TO DO >> Both the line containing "Locate every instance of the wall" and the last line of the listing are included: write out exactly the lines from one to the other.

== MATERIAL ==

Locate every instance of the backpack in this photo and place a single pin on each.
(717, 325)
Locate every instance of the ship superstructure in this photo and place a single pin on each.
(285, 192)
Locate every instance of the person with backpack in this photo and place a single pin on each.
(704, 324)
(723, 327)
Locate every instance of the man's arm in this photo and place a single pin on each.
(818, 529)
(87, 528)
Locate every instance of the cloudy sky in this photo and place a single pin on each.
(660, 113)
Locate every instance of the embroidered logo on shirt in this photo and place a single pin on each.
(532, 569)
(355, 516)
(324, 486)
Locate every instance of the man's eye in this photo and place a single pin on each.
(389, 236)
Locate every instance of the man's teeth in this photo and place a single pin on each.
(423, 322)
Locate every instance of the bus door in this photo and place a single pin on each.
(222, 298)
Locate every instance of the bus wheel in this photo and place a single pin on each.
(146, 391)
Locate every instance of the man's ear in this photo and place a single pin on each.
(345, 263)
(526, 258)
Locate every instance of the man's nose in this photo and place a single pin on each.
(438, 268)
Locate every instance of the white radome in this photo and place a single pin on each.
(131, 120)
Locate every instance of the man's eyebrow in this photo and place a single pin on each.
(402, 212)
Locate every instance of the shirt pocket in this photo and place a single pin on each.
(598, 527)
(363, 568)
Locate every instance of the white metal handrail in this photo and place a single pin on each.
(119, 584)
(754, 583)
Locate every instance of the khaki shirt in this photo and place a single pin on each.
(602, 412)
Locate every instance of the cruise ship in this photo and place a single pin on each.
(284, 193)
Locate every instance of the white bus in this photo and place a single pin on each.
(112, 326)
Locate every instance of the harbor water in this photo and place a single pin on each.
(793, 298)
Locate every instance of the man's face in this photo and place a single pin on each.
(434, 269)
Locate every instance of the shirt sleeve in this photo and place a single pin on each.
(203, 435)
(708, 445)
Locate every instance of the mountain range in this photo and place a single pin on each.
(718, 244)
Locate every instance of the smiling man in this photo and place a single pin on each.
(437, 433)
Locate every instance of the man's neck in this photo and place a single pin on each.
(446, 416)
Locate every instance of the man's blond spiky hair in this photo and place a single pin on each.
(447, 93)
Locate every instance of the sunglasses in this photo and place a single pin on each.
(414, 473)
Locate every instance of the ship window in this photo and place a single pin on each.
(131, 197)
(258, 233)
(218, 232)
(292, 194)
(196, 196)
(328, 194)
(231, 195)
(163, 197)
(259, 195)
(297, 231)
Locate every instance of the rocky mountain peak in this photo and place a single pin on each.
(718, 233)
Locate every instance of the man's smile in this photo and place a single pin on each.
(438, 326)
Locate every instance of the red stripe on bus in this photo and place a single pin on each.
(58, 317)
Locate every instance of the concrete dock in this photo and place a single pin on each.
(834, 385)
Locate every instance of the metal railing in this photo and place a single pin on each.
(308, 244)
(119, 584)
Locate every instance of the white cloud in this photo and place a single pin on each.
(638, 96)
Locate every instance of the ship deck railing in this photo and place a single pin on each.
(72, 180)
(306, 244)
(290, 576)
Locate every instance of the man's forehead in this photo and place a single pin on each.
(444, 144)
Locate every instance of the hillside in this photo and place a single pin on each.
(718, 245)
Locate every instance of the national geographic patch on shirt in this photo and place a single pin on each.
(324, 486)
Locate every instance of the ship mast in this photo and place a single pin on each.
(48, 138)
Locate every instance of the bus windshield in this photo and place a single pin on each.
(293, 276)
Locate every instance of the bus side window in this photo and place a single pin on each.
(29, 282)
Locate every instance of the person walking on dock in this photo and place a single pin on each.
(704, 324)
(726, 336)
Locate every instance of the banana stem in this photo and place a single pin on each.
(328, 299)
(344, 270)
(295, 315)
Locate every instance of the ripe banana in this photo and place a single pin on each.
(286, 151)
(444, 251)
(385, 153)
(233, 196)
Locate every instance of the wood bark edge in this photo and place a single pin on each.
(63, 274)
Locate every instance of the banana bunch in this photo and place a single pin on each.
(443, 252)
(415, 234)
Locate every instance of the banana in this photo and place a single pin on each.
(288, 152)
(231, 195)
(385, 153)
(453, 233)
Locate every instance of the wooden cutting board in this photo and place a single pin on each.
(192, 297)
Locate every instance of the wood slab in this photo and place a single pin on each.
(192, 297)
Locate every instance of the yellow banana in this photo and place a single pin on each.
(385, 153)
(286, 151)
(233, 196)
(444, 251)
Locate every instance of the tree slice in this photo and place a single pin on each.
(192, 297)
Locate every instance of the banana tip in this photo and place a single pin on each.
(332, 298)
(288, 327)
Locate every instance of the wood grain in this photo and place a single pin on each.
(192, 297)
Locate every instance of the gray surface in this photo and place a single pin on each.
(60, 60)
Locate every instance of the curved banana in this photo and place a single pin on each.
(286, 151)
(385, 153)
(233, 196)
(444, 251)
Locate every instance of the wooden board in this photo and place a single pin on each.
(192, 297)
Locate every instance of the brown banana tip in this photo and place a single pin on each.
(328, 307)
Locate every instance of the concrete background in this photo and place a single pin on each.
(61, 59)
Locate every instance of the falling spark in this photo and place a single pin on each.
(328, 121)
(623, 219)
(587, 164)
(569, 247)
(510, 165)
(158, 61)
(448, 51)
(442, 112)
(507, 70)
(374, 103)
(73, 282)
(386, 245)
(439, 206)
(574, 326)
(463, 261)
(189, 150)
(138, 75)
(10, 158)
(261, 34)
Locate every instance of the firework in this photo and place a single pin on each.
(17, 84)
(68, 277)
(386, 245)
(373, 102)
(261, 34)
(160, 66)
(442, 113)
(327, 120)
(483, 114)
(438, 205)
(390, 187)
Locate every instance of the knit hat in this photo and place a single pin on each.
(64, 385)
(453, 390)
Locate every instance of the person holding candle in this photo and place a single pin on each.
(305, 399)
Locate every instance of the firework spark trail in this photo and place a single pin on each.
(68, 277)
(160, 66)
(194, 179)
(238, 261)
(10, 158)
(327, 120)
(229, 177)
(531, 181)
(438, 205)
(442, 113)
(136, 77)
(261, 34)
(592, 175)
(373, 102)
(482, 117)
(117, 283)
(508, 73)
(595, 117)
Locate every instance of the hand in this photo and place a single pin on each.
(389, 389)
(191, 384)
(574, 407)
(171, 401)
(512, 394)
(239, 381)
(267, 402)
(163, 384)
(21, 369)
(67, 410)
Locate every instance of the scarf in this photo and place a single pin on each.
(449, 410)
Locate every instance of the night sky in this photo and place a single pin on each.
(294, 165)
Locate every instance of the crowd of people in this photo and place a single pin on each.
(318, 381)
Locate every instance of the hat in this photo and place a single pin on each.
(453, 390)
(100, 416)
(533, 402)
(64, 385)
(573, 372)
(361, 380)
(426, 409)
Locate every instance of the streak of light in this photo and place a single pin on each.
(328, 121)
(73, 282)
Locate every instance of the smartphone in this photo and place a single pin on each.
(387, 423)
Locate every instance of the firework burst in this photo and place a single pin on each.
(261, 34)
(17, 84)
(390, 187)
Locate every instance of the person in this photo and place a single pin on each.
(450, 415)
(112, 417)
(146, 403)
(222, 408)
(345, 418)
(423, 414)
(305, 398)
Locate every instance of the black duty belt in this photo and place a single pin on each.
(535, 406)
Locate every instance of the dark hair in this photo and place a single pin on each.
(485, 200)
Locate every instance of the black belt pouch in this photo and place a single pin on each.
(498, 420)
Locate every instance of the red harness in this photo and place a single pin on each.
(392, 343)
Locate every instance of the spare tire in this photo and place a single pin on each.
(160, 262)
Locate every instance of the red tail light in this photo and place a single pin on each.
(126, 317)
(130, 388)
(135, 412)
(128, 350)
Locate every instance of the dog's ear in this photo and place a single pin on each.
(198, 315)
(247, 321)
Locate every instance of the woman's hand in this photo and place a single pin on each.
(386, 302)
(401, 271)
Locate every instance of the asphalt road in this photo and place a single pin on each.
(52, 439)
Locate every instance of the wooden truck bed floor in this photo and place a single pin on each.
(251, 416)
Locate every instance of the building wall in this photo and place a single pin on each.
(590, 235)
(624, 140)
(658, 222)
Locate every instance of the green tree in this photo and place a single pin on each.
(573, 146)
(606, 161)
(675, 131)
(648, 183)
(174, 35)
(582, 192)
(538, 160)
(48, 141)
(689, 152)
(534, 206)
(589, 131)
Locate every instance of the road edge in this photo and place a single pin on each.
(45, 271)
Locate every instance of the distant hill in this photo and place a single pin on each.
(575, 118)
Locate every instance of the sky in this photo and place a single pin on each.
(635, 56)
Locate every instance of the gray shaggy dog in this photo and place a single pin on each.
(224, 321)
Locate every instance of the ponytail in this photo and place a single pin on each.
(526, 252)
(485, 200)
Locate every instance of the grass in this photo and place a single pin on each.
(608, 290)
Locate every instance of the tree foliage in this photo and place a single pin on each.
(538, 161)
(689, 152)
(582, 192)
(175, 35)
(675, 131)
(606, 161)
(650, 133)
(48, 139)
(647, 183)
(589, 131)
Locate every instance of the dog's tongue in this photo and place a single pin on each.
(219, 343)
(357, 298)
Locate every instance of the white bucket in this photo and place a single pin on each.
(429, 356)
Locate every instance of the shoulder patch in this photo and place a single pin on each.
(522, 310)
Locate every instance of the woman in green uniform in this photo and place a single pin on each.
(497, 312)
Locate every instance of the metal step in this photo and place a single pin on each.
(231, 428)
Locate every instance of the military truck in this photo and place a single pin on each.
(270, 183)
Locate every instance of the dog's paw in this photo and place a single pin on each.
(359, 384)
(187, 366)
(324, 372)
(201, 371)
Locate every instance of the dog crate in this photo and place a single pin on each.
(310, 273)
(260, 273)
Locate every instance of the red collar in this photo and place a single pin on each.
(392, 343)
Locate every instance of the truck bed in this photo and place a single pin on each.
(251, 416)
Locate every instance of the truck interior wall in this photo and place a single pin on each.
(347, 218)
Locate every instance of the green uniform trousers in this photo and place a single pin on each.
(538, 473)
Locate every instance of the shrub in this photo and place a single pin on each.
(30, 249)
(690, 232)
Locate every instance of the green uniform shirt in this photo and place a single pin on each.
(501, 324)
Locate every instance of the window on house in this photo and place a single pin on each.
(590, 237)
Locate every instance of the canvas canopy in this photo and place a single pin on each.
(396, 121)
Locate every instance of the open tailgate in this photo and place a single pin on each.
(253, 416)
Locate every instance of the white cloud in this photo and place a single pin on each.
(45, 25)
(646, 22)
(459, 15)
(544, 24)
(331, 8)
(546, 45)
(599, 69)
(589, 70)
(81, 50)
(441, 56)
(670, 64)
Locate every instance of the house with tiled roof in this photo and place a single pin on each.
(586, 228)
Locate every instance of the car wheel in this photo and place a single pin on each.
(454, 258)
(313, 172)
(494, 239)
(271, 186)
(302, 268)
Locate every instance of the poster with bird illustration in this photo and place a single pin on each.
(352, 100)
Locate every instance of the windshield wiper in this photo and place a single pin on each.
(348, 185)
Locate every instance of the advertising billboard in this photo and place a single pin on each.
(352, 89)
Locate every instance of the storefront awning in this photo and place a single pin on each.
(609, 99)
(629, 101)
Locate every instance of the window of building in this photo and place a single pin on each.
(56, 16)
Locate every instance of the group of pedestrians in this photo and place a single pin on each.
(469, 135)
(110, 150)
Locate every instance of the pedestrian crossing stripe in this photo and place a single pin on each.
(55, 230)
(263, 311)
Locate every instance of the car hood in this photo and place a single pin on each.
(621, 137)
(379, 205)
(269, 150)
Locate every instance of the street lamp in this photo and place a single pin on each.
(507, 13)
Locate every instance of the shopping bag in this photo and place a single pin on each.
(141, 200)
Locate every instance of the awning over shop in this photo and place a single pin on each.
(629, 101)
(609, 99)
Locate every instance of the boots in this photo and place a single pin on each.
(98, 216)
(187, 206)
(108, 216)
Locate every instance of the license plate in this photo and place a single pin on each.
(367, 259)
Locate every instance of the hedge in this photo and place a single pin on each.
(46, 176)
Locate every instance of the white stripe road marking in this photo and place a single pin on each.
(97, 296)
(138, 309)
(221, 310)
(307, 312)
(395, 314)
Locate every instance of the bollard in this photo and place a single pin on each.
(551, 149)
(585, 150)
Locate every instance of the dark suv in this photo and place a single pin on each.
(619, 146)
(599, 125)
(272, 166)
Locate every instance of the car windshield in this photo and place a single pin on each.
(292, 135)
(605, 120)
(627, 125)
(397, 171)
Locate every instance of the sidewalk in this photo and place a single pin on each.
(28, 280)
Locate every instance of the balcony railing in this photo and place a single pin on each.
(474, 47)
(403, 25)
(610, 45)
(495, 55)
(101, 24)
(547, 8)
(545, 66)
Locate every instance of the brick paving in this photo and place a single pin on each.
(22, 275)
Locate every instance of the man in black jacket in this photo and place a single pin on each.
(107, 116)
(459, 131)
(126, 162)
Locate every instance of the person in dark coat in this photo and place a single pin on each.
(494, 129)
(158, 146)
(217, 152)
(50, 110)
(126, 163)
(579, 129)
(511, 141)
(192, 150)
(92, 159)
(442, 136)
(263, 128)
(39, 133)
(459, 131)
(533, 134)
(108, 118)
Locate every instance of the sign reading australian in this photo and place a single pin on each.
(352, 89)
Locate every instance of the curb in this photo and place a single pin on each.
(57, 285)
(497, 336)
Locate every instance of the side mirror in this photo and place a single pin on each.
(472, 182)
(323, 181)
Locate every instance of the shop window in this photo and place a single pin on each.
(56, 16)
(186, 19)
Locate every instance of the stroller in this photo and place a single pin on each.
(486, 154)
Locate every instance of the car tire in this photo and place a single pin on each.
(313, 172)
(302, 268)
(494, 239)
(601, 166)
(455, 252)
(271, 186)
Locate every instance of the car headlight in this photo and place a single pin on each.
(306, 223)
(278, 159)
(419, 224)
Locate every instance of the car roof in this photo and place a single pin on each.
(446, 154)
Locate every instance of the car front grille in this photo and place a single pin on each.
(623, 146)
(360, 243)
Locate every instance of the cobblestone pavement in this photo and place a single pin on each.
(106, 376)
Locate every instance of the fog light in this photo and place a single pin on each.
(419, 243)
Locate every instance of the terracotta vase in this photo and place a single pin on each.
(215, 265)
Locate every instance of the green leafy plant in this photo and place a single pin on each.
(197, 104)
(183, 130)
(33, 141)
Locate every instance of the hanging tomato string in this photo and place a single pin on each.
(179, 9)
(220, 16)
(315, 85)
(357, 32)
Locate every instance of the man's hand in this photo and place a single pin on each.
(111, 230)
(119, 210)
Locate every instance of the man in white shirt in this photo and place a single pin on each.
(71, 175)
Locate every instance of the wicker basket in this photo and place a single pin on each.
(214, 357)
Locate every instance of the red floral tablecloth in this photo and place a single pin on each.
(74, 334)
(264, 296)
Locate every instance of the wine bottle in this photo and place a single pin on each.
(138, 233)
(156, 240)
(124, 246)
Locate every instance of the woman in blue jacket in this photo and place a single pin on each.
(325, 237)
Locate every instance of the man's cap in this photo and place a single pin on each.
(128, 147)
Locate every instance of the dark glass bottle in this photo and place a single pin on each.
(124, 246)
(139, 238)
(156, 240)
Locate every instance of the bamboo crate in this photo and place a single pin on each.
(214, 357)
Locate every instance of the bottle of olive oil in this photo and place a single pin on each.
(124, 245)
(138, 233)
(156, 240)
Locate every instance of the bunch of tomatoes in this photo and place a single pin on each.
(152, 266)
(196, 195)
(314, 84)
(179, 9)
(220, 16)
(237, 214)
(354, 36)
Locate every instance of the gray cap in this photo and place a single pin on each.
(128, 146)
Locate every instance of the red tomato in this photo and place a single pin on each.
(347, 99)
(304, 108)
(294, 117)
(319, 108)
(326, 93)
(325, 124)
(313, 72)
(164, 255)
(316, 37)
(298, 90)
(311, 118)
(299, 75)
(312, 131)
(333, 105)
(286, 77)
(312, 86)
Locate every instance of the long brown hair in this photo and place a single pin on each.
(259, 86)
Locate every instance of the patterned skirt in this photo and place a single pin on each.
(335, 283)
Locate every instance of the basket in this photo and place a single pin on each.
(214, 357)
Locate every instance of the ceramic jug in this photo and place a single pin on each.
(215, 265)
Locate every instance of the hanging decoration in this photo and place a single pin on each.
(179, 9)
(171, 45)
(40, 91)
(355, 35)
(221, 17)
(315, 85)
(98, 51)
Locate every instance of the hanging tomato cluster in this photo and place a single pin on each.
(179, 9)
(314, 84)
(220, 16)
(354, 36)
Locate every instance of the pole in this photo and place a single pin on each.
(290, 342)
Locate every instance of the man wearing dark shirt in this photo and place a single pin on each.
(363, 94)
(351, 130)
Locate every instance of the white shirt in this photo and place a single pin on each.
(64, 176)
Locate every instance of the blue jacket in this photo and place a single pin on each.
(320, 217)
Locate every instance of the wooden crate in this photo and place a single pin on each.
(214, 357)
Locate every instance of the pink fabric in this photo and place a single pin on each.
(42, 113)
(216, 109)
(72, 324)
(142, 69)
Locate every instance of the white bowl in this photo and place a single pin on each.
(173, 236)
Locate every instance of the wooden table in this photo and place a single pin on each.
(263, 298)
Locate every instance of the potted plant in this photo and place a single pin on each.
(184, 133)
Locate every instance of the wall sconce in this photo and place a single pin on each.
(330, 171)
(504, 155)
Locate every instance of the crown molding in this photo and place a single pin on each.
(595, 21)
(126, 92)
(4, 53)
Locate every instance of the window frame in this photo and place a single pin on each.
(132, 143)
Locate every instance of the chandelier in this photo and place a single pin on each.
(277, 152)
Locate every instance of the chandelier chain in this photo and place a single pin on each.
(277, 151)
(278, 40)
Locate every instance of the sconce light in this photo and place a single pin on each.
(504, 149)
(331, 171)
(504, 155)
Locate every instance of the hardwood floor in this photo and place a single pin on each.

===

RIGHT ANSWER >>
Locate every instance of the wall sconce in this photo and place a single pin on each.
(330, 171)
(504, 155)
Locate every instance of the crown molding in this photo and place a single pin on each.
(595, 21)
(126, 92)
(4, 53)
Locate every instance of the window frame in this photo and place a single pin on each.
(132, 143)
Locate every instance of the chandelier in this photo and place a single pin on each.
(277, 152)
Locate every instance of the chandelier chain in this photo and place a single pin on each.
(277, 151)
(278, 40)
Locate every instance of the sconce light in this photo and place a single pin on each.
(504, 149)
(331, 171)
(504, 155)
Locate every instance of the hardwood floor in this photo and place a single pin on each.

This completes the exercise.